◆ ESTRATTO DEL TESTO:
<<<<
I maestri - carraraonline.com

Sezione a cura di Mario Volpi
Vai ai contenuti

I maestri

Una Volta Invece
Cara Redazione
Il ventesimo secolo è stato quello in cui si sono persi il maggior numero di antichi mestieri e professioni. Di sicuro il ventunesimo non sarà da meno, e fra pochi decenni vedremo la totale sparizione dell'antico mestiere del mastro d'ascia.  Marina di Carrara un tempo era famosa per la professionalità dei suoi mastri d'ascia che  lavoravano al Cantiere, dove si costruivano ancora grandi navi in legno. Oggi purtroppo si cerca di far rinascere questo antico mestiere anche con corsi, e scuole, ma io penso che sia una battaglia persa in partenza.
>>>>
Alcune righe:
<<<<
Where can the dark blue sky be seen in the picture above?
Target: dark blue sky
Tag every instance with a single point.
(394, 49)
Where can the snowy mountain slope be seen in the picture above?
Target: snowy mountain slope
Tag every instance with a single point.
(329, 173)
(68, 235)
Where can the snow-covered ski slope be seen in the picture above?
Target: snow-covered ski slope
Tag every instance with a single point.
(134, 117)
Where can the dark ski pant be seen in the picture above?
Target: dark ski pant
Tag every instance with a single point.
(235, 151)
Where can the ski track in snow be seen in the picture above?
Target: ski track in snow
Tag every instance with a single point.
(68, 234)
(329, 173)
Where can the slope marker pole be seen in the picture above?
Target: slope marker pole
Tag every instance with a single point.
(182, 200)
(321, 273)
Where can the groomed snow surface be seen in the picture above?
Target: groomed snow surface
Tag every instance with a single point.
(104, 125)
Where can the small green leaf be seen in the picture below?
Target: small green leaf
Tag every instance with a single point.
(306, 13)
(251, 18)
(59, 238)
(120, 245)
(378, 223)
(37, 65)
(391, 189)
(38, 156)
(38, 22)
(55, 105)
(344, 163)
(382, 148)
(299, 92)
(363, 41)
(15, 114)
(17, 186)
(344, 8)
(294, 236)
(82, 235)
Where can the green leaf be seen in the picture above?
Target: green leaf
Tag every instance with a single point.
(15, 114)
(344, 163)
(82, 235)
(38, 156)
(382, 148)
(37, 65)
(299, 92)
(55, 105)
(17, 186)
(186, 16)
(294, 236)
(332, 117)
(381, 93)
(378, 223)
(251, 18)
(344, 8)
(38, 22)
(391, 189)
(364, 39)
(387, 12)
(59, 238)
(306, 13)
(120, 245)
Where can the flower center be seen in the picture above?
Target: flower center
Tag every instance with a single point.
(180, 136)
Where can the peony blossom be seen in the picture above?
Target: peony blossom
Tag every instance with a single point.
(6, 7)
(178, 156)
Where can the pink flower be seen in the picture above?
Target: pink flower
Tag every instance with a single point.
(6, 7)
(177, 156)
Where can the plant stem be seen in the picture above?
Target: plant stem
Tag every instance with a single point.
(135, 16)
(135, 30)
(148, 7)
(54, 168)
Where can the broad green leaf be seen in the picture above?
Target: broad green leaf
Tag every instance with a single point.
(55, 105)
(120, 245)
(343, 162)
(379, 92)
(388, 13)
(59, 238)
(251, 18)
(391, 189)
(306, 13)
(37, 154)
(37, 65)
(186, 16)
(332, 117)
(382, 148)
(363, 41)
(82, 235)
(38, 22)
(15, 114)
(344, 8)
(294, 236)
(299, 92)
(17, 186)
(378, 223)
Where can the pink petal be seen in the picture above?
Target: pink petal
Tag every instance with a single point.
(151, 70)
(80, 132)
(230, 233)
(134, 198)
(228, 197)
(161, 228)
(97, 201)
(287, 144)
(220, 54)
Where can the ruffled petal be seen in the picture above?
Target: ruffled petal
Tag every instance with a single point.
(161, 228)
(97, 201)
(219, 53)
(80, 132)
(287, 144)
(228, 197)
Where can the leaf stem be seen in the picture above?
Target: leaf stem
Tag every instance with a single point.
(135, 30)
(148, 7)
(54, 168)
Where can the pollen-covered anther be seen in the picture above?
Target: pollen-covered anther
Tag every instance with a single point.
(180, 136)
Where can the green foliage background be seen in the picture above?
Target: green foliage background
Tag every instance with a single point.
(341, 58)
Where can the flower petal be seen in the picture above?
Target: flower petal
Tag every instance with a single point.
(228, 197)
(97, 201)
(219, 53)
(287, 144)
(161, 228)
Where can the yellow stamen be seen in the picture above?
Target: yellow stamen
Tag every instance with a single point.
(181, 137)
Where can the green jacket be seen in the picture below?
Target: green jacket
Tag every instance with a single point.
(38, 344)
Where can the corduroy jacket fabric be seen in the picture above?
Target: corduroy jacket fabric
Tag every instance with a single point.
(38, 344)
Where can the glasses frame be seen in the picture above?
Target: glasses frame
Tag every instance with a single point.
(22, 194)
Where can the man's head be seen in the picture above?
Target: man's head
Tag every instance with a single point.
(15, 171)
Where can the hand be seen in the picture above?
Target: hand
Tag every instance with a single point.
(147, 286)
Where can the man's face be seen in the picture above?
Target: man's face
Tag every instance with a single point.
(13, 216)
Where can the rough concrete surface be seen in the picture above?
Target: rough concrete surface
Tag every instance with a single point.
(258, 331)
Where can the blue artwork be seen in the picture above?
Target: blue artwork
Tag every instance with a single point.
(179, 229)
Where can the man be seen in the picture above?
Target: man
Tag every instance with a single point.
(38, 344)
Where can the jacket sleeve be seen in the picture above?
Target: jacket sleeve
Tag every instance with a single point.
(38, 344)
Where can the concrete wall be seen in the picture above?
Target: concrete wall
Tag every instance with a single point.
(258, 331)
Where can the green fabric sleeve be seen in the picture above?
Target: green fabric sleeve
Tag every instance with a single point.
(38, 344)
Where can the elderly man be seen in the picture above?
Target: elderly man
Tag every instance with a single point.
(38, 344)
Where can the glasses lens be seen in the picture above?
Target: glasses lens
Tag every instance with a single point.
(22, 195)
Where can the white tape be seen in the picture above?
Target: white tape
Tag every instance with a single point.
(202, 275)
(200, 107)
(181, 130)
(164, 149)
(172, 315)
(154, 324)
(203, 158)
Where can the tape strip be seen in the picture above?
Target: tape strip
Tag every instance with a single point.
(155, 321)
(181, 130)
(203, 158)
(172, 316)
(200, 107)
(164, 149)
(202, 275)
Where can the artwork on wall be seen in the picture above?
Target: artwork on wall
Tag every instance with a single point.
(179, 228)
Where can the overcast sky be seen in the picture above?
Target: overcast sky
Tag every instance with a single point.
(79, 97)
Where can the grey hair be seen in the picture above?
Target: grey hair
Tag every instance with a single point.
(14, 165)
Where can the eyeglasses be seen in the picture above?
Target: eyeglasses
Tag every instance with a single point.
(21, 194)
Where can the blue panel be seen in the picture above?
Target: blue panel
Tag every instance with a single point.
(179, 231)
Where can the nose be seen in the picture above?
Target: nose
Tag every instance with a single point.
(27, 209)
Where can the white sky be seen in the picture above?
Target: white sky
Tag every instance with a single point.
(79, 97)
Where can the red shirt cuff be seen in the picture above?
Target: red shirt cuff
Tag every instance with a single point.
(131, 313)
>>>>
◆ IL COMPITO:
Spiega, in base al testo sui mastri d'ascia, per quale motivo Marina di Carrara era famosa un tempo. Le righe riportate provengono da una fonte diversa.

◆ RISPOSTA AL COMPITO:
Marina di Carrara era famosa per la professionalità dei suoi mastri d'ascia. Questi lavoravano al Cantiere, dove si costruivano ancora grandi navi in legno.